Testo da analizzare →
• • • •

Ci eravamo detti che saremo usciti diversi da come eravamo entrati nella quarantena. Almeno ci abbiamo sperato. Quello che è successo in questi giorni dopo la liberazione di Silvia Romano, ci mostra che forse non è così. Non per tutti almeno.
Siamo ancora in emergenza. È chiaro. Ma è una emergenza, questa della Fase 2, dalle caratteristiche molto diverse da quella precedente, da quella per intenderci del #iorestoacasa. La prima fase aveva in qualche misura sospeso il tempo, la vita era rallentata, i pensieri stessi si erano ridotti. Ora se non tutto, tanto torna a circolare, a esprimersi. E così ri-emergono anche dal mare dei social i sentimenti che ci caratterizzano davvero, anche quelli che puzzano di odio lontano un miglio e trasformano il web in una fogna.
E così gli attacchi vigliacchi e violenti contro Silvia Romano, la volontaria liberata sabato scorso dopo 18 mesi di sequestro in Somalia, mostrano appunto che l’odio è una brutta bestia da combattere e che non c’è coronavirus che lo possa distruggere, se una persona non lo vuole.
E così, a qualche giorno dalla bellissima notizia del ritorno a casa di Silvia resta un retrogusto di amarezza. L’aereo che ha ricondotto la 24enne milanese tra le braccia della sua famiglia non ha quasi fatto neanche in tempo a toccare suolo che poco dopo sono partite le polemiche e gli insulti sulla sua conversione all’islam, sulla sua scelta di partire volontaria, sul probabile riscatto pagato.

• • • •

Cose da fare →
[a] Trascrivi dal testo su Silvia Romano tutto quello che va da "Siamo ancora in" giù fino a "non lo vuole.".
[b] Per ognuna di queste affermazioni, di' se è d'accordo con il testo su Silvia Romano, rispondendo sì o no e citando le parole del testo che lo decidono: (i) Silvia Romano è stata tenuta sotto sequestro per 18 mesi in Somalia; (ii) nella prima fase la vita aveva preso un ritmo più veloce; (iii) Silvia Romano ha 24 anni ed è di Milano.
[c] Scrivi il seguito del testo su Silvia Romano, partendo subito dopo la sua ultima frase.

Dati forniti →
• • • •

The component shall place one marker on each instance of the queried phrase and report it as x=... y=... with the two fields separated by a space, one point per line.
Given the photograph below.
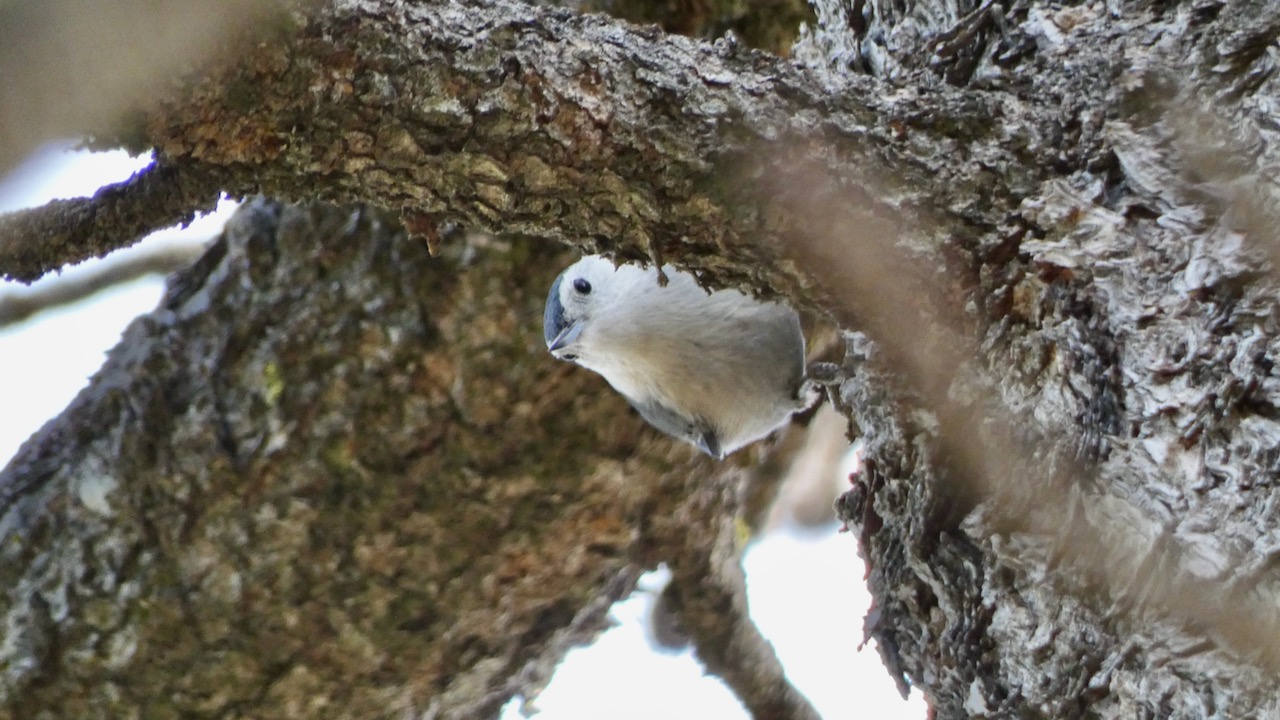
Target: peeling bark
x=1052 y=228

• • • •

Esiti dei compiti →
[a]
Siamo ancora in emergenza. È chiaro. Ma è una emergenza, questa della Fase 2, dalle caratteristiche molto diverse da quella precedente, da quella per intenderci del #iorestoacasa. La prima fase aveva in qualche misura sospeso il tempo, la vita era rallentata, i pensieri stessi si erano ridotti. Ora se non tutto, tanto torna a circolare, a esprimersi. E così ri-emergono anche dal mare dei social i sentimenti che ci caratterizzano davvero, anche quelli che puzzano di odio lontano un miglio e trasformano il web in una fogna.
E così gli attacchi vigliacchi e violenti contro Silvia Romano, la volontaria liberata sabato scorso dopo 18 mesi di sequestro in Somalia, mostrano appunto che l’odio è una brutta bestia da combattere e che non c’è coronavirus che lo possa distruggere, se una persona non lo vuole.

[b]
(i) Sì: "liberata sabato scorso dopo 18 mesi di sequestro in Somalia".
(ii) No: "la vita era rallentata".
(iii) Sì: "la 24enne milanese".

[c]
L’umanità, intesa come vicinanza e simpatia naturale per ogni creatura e innanzitutto per ogni nostro simile, non è un tratto da dare per scontato, mai. La storia ce lo insegna. Eppure in queste settimane di quarantena abbiamo registrato tantissime storie di solidarietà, di attenzione all’altro, di accoglienza del più fragile. Segni di bene, di speranza che però non cancellano il male che può sempre impadronirsi dell’animo umano. Su questo non si deve mai smettere di vigilare.
Di fronte al dramma del rapimento di Silvia e alla gioia della sua liberazione, in questi giorni tutti dovremmo riscoprire la sobrietà, il valore del pudore inteso come ritegno, giusto riserbo che si esprime con un silenzio che si astiene da giudizi, in attesa di comprendere meglio. Cosa ne sappiamo, infatti, noi di 18 mesi di prigionia, di solitudine, di paura. Cosa ne sappiamo noi del mistero che si muove nell’animo umano nel proprio incontro con il divino? Tutto questo è terreno sacro che merita, anzi esige, rispetto.
E invece non è stato così. Non da parte di tutti. Ci spiace per Silvia, per i suoi familiari. Da parte nostra abbiamo avuto la conferma che come usciremo da questa emergenza dipende da ciascuno di noi, dai passi che ciascuno avrà il coraggio di compiere.